Problem to solve:
Return exactly the lines that run from the one containing "I would be grateful if you could tag the car front" to the end of the entries, with both ends included.
----------
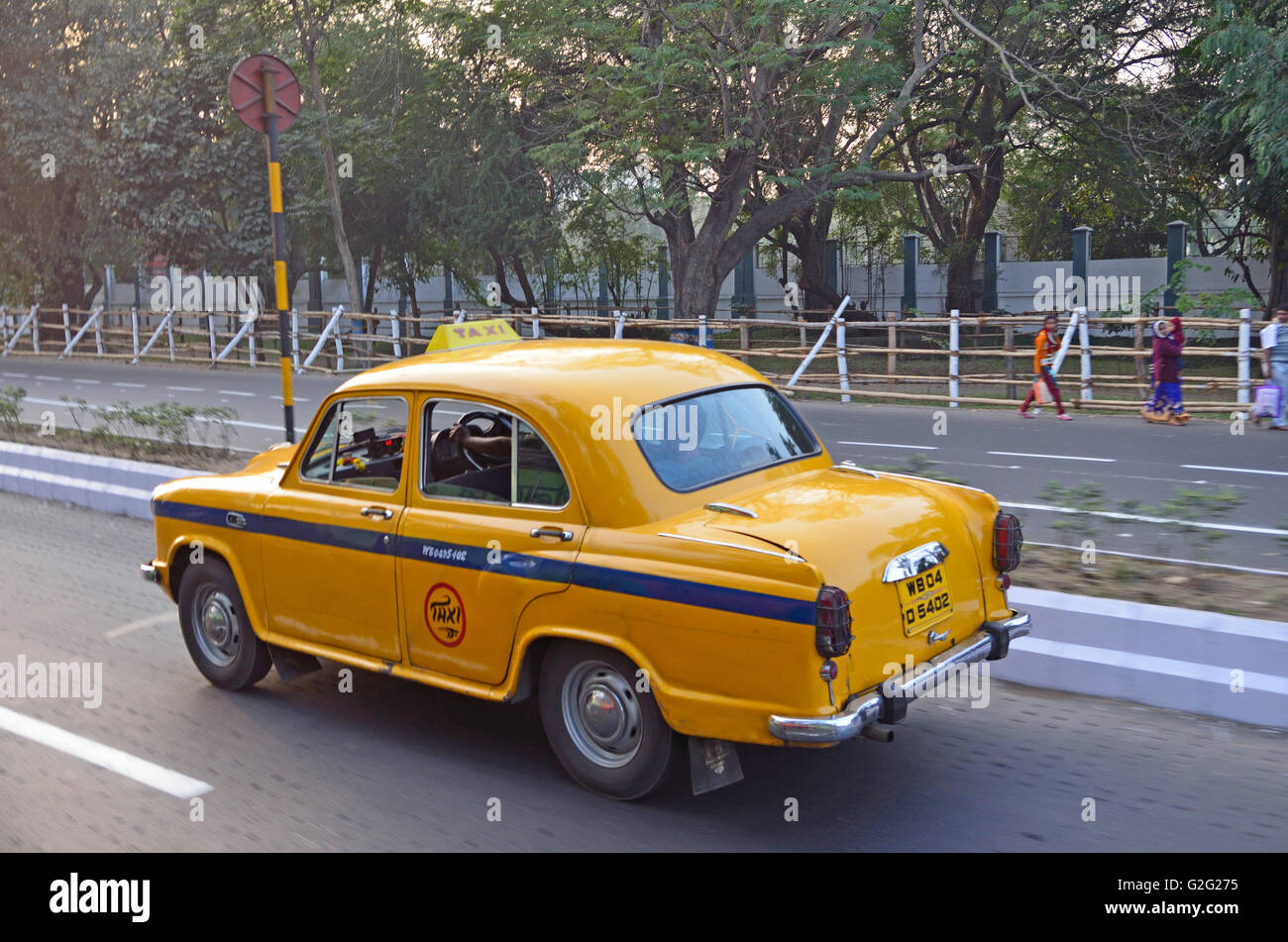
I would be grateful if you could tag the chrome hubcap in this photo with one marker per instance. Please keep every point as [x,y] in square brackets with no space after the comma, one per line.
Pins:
[601,714]
[218,631]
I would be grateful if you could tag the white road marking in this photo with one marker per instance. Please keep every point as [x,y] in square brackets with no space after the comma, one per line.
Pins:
[142,623]
[1236,470]
[887,444]
[1057,457]
[1108,657]
[1112,515]
[103,756]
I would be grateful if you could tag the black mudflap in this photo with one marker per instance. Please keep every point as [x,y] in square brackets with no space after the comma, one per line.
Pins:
[291,666]
[712,765]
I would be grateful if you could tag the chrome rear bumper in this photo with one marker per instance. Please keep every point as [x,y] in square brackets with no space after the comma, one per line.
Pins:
[888,701]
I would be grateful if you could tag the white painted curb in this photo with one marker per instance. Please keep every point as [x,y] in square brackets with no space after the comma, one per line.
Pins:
[112,485]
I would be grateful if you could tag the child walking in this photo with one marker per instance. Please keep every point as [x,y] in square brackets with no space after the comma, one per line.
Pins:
[1043,356]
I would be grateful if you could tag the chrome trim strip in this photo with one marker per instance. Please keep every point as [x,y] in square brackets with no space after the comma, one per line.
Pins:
[730,508]
[931,480]
[863,709]
[790,558]
[851,466]
[925,556]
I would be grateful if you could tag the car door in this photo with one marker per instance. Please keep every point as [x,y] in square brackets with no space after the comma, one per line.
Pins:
[331,529]
[478,546]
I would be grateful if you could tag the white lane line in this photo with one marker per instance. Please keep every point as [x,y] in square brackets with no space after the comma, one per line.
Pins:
[1189,670]
[1057,457]
[142,623]
[1235,470]
[103,756]
[887,444]
[1112,515]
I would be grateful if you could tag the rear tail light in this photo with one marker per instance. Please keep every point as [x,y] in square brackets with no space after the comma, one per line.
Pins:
[832,622]
[1008,540]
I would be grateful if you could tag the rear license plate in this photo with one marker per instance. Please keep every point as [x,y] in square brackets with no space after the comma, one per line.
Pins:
[925,600]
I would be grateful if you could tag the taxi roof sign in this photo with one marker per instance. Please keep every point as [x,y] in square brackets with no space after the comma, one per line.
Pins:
[472,334]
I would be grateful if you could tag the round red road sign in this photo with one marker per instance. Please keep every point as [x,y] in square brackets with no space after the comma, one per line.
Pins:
[246,91]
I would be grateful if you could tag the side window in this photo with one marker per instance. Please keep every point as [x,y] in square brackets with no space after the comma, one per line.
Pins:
[360,444]
[540,481]
[478,452]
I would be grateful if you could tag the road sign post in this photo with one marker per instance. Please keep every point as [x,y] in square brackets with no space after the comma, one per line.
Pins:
[266,95]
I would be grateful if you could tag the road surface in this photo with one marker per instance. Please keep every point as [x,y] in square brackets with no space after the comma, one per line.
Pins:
[402,767]
[1013,459]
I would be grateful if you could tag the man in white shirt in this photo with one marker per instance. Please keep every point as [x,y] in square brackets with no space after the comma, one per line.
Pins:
[1274,364]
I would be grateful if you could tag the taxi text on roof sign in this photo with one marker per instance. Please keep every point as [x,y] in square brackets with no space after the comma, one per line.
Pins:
[472,334]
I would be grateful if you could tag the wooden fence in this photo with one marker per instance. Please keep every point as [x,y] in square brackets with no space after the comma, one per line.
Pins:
[979,360]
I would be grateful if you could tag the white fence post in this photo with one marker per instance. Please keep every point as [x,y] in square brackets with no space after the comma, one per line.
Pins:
[818,344]
[326,332]
[1085,340]
[1068,339]
[1244,356]
[842,366]
[954,332]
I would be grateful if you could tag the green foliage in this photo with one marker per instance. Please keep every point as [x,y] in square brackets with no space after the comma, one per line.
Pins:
[11,408]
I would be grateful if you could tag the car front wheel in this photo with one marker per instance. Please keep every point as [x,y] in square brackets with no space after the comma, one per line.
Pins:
[217,631]
[605,731]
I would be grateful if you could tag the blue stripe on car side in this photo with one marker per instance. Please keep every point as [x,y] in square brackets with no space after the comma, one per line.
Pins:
[603,577]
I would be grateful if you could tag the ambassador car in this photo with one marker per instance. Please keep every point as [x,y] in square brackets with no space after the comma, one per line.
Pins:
[645,537]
----------
Solution below:
I would be grateful if you could tag the car front wheel in this photo with one marker per instance. Please keep every point as [x,y] in square brackets with no space after the comma, one per line.
Pins:
[217,631]
[605,731]
I would be grateful if you could tag the blue stripe on car side in this photo with one marker per instance. Please keep every point as [x,y] in square brackets with no space after the comma, one per line.
Pins:
[603,577]
I would be grateful if you could tag the ambassador car in this photo with one marker per instance. Please keep every point as [x,y] in square brackets with no space after the comma, one per line.
Pins:
[645,537]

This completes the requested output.